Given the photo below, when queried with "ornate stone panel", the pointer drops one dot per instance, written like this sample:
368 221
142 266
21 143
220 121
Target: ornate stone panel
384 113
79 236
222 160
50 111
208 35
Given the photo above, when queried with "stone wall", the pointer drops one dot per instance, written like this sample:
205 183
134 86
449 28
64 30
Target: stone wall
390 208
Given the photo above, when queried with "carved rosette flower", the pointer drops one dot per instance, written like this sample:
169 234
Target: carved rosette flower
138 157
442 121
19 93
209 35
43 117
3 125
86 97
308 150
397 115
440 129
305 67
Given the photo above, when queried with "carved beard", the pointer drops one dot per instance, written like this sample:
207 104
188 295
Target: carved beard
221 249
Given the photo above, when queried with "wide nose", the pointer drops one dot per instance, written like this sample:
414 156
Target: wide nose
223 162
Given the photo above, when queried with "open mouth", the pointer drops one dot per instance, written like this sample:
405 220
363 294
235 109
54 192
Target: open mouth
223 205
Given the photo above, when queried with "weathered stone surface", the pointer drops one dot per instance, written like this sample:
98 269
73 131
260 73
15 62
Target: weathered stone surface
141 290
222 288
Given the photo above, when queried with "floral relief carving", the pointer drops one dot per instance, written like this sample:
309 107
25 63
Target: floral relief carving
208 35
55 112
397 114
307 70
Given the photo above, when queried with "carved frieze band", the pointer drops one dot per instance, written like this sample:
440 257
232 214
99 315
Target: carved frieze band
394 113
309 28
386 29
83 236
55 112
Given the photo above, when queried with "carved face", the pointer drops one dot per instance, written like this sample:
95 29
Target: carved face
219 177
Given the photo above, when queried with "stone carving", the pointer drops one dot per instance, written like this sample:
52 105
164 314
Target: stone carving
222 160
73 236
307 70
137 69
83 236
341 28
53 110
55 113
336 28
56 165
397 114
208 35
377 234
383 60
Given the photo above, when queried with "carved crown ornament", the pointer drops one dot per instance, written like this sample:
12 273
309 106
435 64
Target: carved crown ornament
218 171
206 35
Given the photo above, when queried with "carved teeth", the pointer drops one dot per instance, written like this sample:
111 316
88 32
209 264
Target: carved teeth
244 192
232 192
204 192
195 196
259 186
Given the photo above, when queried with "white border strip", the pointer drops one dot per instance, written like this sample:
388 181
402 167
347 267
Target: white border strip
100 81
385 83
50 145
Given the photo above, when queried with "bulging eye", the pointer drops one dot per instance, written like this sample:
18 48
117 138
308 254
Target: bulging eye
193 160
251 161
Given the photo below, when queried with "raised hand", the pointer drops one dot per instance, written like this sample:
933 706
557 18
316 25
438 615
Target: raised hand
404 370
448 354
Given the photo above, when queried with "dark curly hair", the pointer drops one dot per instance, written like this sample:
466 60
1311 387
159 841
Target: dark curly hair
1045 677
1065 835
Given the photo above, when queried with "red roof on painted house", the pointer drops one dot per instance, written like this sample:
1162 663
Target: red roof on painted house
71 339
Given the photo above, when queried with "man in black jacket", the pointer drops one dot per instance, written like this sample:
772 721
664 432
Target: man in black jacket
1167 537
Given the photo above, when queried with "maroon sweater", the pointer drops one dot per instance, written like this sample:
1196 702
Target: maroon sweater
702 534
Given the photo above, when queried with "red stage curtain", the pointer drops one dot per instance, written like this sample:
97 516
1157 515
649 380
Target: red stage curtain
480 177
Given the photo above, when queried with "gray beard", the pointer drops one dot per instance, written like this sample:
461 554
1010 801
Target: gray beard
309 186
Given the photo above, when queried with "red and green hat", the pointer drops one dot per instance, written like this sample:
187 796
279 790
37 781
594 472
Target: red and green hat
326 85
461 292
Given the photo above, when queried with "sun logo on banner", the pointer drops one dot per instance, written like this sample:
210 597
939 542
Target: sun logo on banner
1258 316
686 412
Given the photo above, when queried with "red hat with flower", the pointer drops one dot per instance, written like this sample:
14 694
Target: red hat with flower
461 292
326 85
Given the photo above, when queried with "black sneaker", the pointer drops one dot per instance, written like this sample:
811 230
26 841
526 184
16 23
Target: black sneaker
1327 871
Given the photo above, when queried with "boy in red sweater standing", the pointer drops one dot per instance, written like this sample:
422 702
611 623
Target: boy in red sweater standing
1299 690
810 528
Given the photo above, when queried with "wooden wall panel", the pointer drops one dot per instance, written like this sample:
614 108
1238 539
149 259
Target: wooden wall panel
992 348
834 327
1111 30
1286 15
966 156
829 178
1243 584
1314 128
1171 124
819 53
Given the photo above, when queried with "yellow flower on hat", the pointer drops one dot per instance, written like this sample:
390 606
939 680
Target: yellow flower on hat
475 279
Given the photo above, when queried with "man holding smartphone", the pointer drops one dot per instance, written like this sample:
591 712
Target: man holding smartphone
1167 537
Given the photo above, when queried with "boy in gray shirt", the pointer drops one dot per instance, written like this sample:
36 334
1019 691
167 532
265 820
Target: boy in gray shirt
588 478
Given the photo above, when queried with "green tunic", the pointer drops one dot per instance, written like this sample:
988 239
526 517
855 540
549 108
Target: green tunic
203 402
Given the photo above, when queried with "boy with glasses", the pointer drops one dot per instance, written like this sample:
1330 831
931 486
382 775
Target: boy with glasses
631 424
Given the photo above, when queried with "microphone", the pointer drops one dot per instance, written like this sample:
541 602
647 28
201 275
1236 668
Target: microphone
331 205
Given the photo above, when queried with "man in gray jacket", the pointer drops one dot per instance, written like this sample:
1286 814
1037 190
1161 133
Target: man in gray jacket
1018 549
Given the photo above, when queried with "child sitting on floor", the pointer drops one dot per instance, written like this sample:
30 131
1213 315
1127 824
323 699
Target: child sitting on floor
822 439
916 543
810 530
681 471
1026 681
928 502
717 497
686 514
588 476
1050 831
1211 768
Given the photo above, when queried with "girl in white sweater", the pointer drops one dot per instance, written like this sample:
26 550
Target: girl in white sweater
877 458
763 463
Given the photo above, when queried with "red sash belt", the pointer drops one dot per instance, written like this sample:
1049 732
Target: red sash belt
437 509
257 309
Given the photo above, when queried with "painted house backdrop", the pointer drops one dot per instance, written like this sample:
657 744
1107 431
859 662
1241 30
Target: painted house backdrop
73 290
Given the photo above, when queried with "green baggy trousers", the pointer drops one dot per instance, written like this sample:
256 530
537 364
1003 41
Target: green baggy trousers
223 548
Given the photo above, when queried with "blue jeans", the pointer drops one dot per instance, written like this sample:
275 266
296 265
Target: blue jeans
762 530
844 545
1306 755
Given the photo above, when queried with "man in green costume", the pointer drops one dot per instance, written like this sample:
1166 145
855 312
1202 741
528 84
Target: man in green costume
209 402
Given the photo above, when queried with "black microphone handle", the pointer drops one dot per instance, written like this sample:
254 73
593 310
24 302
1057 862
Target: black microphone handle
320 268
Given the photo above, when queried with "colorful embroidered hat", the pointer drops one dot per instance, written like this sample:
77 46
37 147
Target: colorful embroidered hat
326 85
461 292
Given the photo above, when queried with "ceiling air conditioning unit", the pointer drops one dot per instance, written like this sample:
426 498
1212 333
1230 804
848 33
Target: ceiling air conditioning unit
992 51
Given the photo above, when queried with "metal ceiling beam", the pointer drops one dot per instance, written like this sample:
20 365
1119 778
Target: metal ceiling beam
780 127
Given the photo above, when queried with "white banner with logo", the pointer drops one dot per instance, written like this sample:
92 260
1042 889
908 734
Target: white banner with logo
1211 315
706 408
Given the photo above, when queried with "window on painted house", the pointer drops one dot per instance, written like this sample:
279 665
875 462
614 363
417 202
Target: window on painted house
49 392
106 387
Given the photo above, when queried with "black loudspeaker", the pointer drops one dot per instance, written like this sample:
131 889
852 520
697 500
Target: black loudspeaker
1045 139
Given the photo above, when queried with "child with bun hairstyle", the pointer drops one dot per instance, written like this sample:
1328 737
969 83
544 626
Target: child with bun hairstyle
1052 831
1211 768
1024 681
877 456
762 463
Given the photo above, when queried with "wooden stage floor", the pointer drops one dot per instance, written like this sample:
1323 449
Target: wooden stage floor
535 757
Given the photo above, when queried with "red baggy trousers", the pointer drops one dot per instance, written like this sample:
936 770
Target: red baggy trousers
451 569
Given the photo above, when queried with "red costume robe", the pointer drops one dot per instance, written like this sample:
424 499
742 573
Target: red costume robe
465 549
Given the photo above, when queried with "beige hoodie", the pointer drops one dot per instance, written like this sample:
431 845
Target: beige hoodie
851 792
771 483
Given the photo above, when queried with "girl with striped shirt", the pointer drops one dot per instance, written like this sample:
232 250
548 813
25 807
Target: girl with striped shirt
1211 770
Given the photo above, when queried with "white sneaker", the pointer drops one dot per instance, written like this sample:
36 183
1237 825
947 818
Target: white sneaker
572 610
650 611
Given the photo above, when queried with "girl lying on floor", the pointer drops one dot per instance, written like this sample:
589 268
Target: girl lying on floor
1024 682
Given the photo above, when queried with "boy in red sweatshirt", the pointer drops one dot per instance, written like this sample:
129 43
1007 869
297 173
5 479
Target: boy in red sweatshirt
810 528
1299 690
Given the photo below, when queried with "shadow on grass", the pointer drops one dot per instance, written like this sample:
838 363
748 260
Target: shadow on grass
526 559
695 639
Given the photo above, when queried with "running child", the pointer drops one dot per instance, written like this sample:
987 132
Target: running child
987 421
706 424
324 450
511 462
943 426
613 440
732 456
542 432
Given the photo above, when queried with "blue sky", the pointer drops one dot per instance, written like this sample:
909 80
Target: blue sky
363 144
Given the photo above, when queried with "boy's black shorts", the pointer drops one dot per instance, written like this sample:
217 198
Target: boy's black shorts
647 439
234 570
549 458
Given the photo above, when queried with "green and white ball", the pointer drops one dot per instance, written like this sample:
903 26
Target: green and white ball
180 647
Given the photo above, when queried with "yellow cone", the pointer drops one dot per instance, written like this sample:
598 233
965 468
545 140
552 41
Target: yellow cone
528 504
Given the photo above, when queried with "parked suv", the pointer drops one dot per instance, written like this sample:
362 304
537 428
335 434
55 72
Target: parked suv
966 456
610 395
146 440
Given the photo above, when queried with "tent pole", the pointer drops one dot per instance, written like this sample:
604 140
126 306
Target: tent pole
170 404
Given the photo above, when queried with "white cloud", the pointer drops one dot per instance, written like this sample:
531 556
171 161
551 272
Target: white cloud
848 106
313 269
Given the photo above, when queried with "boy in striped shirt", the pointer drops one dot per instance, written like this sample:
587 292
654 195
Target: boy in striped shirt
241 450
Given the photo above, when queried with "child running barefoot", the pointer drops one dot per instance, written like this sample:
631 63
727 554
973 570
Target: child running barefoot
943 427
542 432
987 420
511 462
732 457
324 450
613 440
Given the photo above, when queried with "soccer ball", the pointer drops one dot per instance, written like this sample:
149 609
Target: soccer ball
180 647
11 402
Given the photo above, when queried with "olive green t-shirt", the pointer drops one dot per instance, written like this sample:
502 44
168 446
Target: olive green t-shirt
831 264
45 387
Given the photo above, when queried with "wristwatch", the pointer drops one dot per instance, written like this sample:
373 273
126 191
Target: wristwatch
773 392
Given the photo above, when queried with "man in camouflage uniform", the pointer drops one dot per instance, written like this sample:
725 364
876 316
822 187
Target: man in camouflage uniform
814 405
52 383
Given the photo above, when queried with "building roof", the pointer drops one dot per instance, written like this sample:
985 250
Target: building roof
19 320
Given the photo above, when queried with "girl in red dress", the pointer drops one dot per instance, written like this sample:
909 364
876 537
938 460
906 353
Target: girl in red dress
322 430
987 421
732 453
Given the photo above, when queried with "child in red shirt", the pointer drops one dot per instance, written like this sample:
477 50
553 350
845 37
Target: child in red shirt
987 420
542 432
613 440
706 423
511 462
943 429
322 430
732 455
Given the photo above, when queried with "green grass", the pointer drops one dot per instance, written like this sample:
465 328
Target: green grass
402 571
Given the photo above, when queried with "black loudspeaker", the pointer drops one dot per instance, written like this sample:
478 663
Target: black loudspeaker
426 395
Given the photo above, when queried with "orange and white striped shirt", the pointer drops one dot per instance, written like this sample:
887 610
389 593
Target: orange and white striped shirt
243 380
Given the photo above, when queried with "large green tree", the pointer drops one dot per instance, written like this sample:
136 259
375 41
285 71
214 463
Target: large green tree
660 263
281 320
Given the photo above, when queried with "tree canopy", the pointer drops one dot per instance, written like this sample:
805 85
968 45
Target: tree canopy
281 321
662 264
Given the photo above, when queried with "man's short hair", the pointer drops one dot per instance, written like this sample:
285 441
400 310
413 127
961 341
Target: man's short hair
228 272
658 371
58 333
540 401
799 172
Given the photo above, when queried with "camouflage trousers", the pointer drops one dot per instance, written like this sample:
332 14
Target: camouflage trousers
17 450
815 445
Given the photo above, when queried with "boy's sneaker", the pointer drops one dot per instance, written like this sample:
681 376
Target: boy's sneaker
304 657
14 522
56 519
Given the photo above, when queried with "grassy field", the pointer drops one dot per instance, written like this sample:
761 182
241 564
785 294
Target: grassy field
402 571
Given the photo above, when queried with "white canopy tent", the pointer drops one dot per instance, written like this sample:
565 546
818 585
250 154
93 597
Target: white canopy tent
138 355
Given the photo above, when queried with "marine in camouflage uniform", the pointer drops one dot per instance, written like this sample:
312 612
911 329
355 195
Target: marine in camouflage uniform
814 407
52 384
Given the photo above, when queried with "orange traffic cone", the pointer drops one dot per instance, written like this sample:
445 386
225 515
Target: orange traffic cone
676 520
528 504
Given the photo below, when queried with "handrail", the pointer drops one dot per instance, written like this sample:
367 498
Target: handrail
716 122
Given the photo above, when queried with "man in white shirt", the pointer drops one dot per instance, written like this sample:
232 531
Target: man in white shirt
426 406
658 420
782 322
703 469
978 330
= = = = = = =
» **What to do**:
Collect every line of the data that contains the string "orange". Treat uppercase and lowercase letters as different, so only lines with a case-sensitive match qualify.

» **Output of the exercise**:
Given the photo above, when queried with "orange and white striped shirt", the pointer drops one dot per instance, written like this sample:
Target: orange and white striped shirt
Given the photo above, when queried with "orange traffic cone", the pointer drops one dot per instance, written like this sample:
Target: orange traffic cone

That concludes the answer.